Article

——————————

The Curated Estate
History rules in Homewood
By Deborah Salomon • Photographs by John Gessner
The first quarter of the 20th century saw Pinehurst emerge as the “in” winter watering hole for the big city, big money crowd. They hired architects to build elaborate cottages and mini-estates from the village outward. Meanwhile, another group selected the rolling hills surrounding Southern Pines. Setting the standard, in 1918 Pennsylvania iron and steel tycoon W.C. Fownes commissioned a magnificent house on the corner of Crest and Midland — 10,000 square feet, surrounded by terraced gardens designed by no less than Frederick Law Olmsted’s firm.
The enclave would be known as Knollwood.
Just as the Great Depression took hold, a group of residents appointed a committee to build a showplace with hotel-worthy amenities, on spec, without regard to cost, next door to Fownes’ house. Hopefully, a family that had survived the stock market crash in ’29 might be tempted. Fine craftsmen needed work, and the best materials abounded. Bricks were hand-made to resemble those imported from England, pre-Revolutionary War, in payment for cotton and tobacco.
The result, with tennis court, goldfish pond and pool, became known as Homewood at Knollwood Heights. The mansion was first occupied by the Beckwiths, who were responsible for the original gardens designed by the visionary landscape architect E.S. Draper. They were followed by Dennison and Kaye Bullens and, in 1977, Homewood became the residence of renowned ophthalmologist Dr. Gale Martin, co-founder of Carolina Eye Associates.
“It needed considerable fixin’ up,” Martin, who would die at home in 2008, told friends.
Martin’s daughter married in the gazebo where, decades later, present owner Ted Owens and his bride, Dr. Queeney Tang, exchanged rings.
The estate, fronted by eagles atop brick columns framing the circular drive, remains rivaled in scope and presence only by Hollycrest, built on Linden Road in 1916 for U.S. Ambassador William Hines Page. The modern Homewood integrates the architecture of Westover of Byrd dynasty in Virginia while staying faithful to the original Homewood — the Maryland ancestral home of the Carrolls, a family that includes Charles Carroll, a signer of the Declaration of Independence.

——————————

Pointing dataset excerpts:
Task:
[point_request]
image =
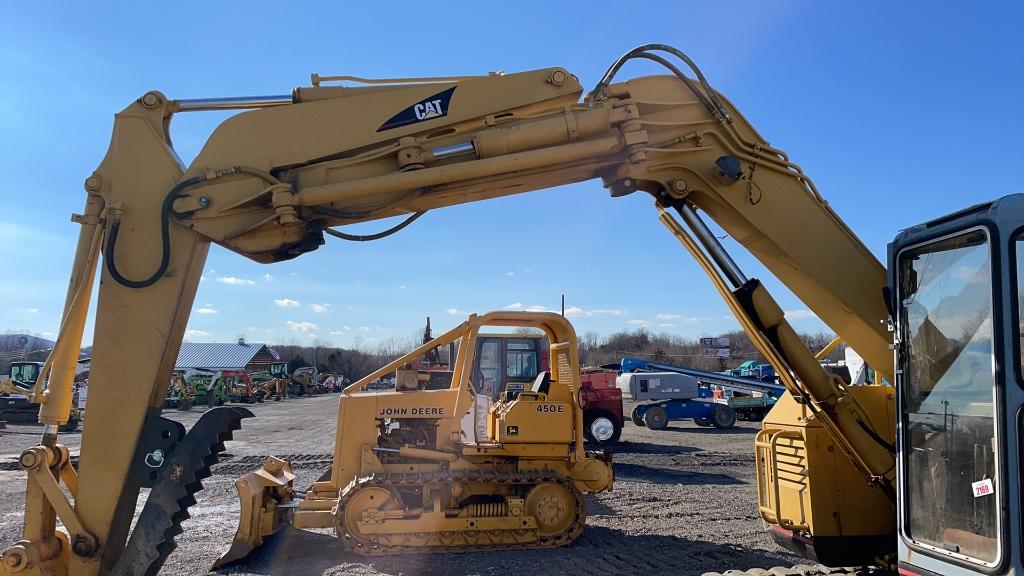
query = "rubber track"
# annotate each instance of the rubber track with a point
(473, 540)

——————————

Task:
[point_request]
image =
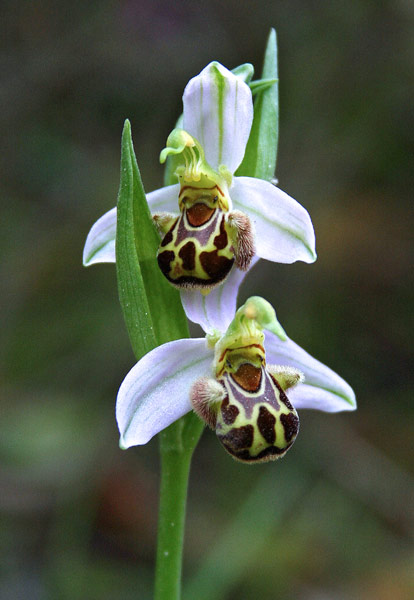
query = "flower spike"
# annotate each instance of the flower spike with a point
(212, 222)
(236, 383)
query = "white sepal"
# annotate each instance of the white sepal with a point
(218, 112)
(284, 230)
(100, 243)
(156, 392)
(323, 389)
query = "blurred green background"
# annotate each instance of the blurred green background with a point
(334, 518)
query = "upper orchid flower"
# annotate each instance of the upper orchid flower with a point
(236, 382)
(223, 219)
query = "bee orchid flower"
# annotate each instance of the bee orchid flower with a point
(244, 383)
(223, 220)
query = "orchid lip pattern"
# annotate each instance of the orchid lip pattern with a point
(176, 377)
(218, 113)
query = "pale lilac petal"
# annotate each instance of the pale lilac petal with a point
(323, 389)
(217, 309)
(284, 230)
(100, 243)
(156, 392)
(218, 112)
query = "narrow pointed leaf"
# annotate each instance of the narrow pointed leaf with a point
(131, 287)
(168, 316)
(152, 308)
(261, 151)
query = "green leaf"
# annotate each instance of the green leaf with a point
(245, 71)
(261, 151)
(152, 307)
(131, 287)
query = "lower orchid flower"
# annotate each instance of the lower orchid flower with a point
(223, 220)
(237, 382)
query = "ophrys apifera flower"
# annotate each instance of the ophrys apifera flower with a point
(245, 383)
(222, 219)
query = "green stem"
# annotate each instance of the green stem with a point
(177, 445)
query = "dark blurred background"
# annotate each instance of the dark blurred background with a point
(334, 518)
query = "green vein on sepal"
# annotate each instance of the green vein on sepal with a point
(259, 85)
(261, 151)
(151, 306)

——————————

In the article about Homewood, in what year did the estate become the residence of Dr. Gale Martin?

1977